Look below for the line with "Wildlife-survey tagging: tag each instance of the green flower". Extract that line and each one after it through the last, word for word.

───── RECORDS SUPPLIED

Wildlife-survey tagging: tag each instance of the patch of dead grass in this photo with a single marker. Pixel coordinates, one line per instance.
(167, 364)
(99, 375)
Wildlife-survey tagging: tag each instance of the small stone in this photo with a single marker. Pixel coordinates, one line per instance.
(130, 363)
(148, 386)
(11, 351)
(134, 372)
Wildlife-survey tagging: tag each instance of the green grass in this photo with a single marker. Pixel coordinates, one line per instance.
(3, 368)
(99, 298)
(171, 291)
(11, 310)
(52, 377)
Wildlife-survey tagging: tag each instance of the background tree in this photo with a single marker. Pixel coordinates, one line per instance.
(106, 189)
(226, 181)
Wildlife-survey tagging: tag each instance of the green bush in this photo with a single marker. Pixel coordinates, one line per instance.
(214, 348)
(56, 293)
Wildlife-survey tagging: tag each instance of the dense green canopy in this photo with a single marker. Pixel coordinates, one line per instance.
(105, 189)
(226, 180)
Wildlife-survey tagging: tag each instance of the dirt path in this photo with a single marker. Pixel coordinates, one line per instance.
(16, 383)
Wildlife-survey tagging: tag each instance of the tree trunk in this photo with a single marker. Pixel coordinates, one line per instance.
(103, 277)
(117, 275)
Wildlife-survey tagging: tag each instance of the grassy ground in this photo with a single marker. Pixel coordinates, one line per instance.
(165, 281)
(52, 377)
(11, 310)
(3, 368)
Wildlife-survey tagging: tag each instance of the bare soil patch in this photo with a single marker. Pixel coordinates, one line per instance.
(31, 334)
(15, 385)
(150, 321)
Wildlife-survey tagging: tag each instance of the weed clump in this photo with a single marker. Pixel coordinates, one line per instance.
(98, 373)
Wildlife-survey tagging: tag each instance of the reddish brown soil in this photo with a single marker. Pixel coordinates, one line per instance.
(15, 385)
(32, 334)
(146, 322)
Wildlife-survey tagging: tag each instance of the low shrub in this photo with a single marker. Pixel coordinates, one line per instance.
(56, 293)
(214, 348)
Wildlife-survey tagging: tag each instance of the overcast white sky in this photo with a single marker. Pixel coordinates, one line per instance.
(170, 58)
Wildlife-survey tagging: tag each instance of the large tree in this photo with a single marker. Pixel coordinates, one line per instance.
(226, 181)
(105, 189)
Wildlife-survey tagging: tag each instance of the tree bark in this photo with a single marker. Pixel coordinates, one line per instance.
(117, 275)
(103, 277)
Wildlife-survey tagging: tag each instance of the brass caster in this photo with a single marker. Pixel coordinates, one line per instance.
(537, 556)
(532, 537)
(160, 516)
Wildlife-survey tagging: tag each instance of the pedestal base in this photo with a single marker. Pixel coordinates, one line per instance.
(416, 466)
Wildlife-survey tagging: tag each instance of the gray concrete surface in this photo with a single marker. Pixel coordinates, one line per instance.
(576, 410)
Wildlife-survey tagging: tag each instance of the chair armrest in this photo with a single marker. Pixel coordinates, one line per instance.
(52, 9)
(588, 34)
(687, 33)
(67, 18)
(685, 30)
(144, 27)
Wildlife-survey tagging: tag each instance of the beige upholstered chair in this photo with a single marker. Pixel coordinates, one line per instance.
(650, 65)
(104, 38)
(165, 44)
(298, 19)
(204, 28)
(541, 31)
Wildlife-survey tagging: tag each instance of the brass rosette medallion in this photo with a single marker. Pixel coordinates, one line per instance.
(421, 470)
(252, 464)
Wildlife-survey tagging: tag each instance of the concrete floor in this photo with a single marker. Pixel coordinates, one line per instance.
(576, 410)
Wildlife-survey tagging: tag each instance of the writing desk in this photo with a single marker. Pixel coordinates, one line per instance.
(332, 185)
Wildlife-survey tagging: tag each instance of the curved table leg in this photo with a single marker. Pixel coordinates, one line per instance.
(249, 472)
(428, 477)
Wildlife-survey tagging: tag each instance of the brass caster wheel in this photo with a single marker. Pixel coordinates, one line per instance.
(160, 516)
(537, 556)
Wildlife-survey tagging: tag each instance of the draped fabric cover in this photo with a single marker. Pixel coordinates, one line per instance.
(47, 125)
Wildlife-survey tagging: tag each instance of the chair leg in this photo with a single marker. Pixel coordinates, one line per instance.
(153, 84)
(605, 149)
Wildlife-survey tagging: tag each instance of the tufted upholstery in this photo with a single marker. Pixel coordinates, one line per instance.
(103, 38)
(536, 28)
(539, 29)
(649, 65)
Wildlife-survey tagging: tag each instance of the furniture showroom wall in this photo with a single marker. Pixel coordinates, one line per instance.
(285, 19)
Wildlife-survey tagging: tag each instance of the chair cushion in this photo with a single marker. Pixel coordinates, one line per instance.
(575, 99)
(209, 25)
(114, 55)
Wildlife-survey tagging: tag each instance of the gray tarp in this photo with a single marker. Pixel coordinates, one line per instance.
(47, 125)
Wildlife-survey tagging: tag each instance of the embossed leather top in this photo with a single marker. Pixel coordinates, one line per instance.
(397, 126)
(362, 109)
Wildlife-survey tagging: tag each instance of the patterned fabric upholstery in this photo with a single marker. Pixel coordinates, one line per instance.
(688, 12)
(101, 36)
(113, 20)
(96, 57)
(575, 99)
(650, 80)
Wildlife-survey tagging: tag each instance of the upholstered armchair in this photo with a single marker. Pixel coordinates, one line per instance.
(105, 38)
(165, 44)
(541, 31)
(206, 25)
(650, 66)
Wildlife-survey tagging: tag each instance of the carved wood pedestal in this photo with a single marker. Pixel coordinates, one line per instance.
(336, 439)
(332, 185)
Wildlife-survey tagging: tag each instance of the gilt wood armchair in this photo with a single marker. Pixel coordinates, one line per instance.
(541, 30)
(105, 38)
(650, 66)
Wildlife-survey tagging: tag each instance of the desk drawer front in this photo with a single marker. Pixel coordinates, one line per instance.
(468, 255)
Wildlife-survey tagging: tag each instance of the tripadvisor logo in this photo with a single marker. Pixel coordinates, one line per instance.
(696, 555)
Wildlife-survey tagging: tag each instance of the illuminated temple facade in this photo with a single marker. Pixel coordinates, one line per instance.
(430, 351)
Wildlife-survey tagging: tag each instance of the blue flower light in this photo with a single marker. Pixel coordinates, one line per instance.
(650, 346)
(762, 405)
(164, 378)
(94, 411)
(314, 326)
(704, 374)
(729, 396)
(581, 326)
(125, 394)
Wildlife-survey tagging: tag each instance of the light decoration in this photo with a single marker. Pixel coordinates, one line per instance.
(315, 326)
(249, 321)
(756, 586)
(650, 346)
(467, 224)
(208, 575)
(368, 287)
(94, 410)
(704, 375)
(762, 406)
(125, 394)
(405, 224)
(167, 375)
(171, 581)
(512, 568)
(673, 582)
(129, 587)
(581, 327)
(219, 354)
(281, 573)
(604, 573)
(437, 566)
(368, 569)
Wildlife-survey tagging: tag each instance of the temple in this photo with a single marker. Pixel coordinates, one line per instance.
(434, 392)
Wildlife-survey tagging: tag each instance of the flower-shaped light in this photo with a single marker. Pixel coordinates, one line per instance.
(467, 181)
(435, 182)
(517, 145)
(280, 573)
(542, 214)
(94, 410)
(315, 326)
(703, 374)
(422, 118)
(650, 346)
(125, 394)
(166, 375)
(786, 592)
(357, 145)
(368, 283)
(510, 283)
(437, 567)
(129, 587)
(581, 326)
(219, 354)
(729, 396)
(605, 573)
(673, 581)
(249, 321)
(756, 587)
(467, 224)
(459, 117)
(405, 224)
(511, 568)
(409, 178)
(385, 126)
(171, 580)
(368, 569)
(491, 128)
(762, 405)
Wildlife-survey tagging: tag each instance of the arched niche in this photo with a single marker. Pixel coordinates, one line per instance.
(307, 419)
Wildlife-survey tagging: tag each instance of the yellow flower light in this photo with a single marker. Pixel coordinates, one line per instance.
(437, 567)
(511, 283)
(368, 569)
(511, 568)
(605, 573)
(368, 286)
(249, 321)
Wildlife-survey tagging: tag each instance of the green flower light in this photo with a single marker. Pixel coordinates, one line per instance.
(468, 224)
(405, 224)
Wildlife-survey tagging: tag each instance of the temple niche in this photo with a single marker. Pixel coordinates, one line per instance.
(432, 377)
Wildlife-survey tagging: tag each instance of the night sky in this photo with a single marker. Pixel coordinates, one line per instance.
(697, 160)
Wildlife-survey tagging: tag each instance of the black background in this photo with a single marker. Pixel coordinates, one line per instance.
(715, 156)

──────────

### [REPLY TO THE TASK]
Wildlife-survey tagging: tag each instance of the green flower light in this photo with a single marker. Pixel coordinates, one line per instance.
(468, 224)
(405, 224)
Wildlife-survey tagging: tag each instance of the temple niche in this photo with a single marker. Pixel coordinates, one line per instance.
(432, 377)
Wildlife-survey tagging: tag each instance of the night sky in this photo with a single marker. Pixel coordinates, one line per instance.
(697, 160)
Wildlife-survey tagging: tag each instance of the black background in this photo with a single marker. Pixel coordinates, one line per instance.
(715, 156)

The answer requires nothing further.